*What to do:* Go through the data below. Pull out every line that has the word "front".

***** Dataset excerpts

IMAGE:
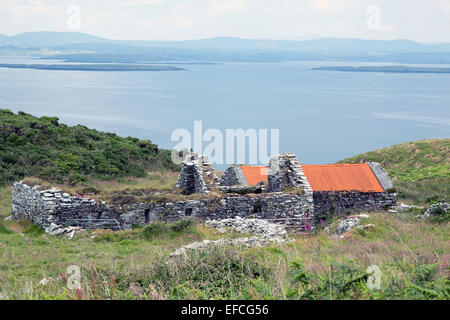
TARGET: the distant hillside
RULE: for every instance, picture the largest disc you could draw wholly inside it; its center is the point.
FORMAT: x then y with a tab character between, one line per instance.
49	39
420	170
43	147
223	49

**********
***** Dataset excerpts

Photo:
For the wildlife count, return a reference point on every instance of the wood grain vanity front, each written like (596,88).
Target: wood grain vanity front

**********

*Response to the task:*
For the wildlife count, return a reference point on every instance of the wood grain vanity front, each written like (596,88).
Target: wood grain vanity front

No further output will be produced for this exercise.